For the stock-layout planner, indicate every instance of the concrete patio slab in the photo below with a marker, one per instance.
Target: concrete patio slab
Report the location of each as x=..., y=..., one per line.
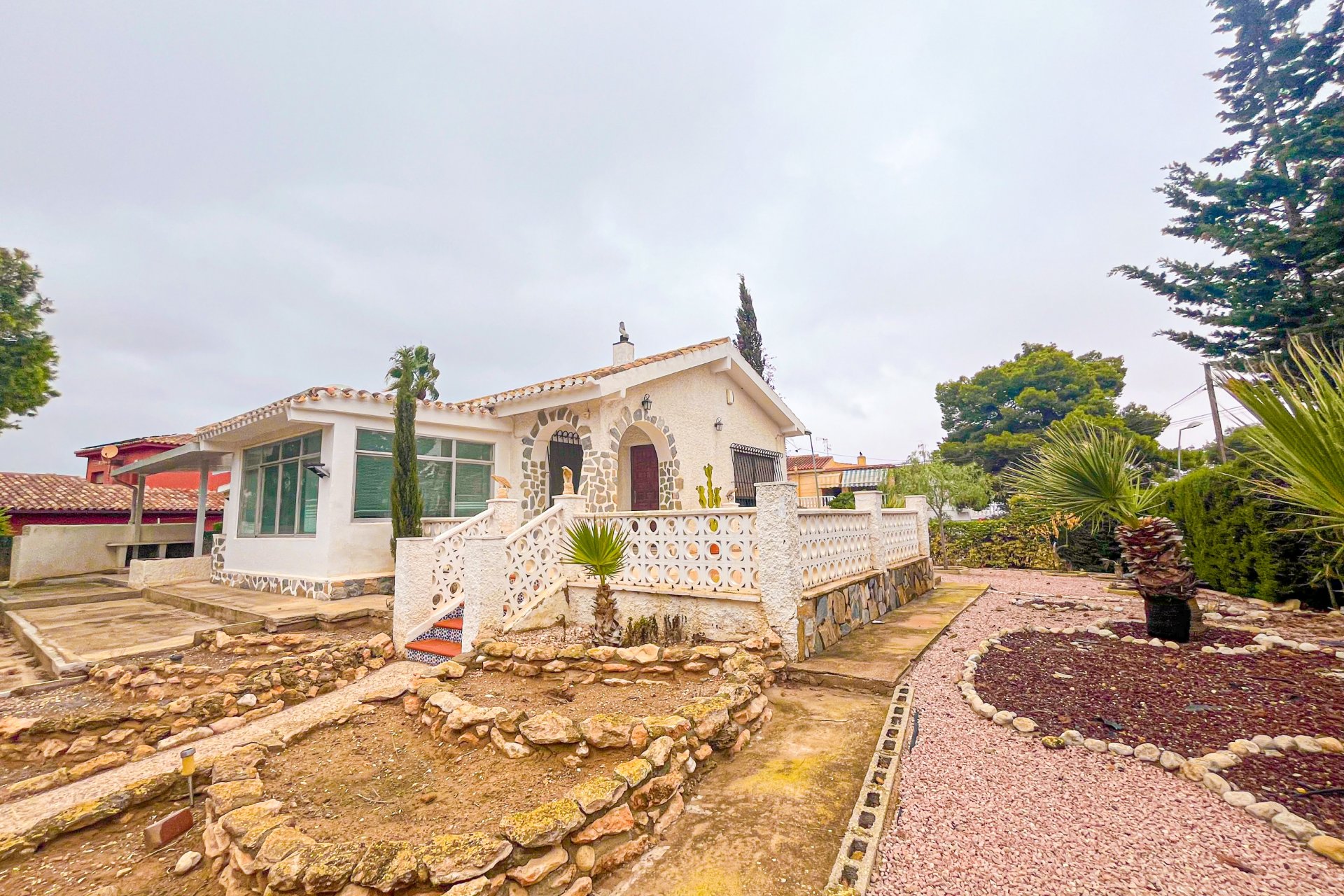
x=92, y=631
x=769, y=821
x=876, y=656
x=276, y=610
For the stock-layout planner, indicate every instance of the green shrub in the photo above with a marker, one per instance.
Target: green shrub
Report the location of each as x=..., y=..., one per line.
x=1242, y=543
x=843, y=501
x=1008, y=542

================

PROBLEM DETAILS:
Please return the entries above exactly as they appear, but without the pictures.

THE ANSWER:
For the stock-layout planner, indicate every instance of the concrete patio slab in the photo below with a marker, one per instance.
Target: concrete patio slab
Report the location of each as x=..., y=..., one per line.
x=92, y=631
x=769, y=821
x=876, y=656
x=276, y=610
For the stock-layout planner, indicate every instance of the green shrub in the photo above with a marker, one per instance.
Target: green shrub
Report the location of each as x=..., y=..., one per line.
x=1242, y=543
x=843, y=501
x=1008, y=542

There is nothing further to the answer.